• [Records to process]
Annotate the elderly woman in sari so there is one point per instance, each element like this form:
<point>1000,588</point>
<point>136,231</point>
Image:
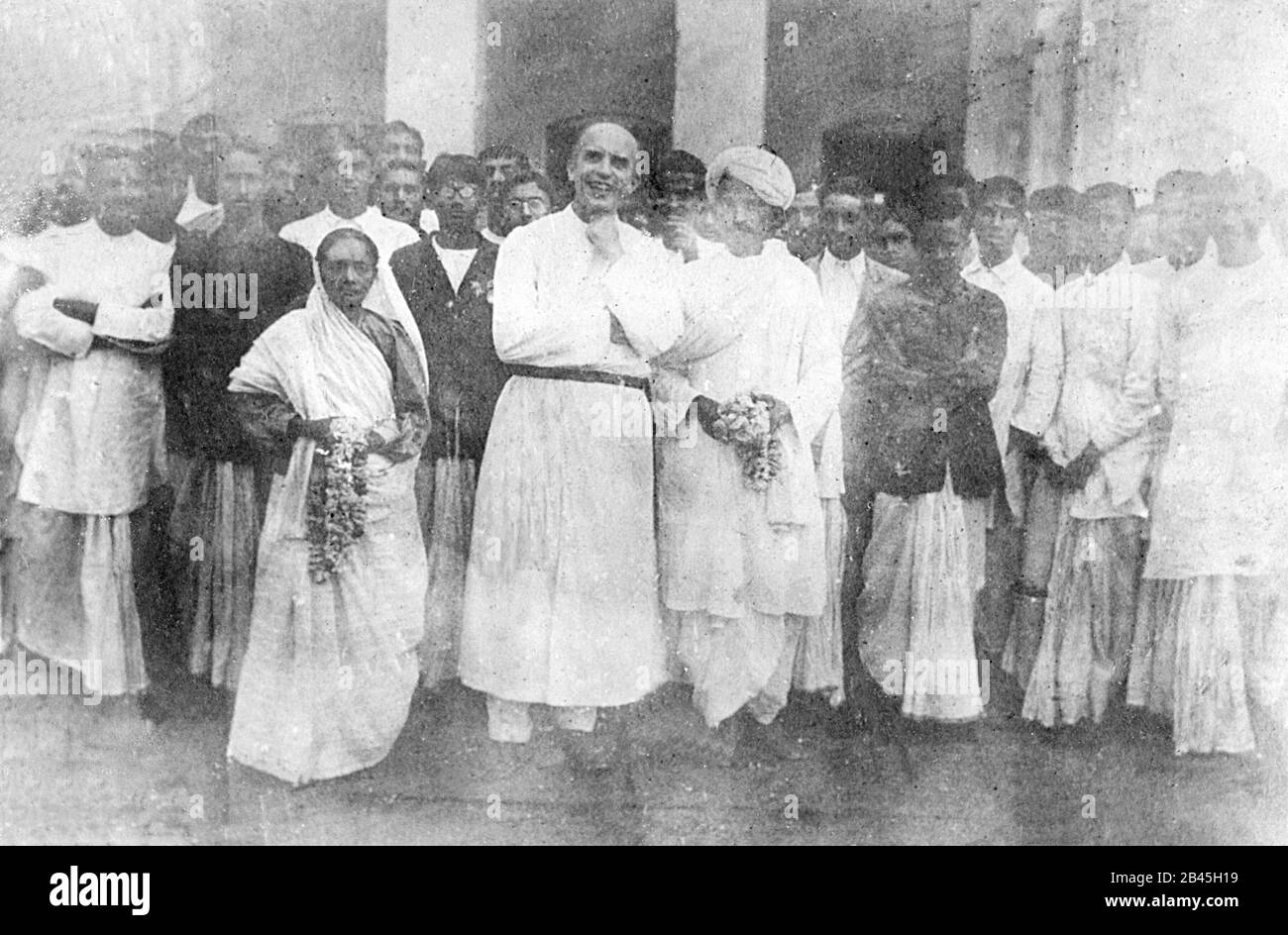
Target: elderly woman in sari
<point>918,433</point>
<point>331,664</point>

• [Exercise goal] Word for word, return the material, omitting the pictures.

• [Exercise response]
Annotate the elderly woman in sari so there is one point per instance, each element like this form:
<point>1000,588</point>
<point>136,231</point>
Image:
Target: elderly woman in sari
<point>918,433</point>
<point>331,664</point>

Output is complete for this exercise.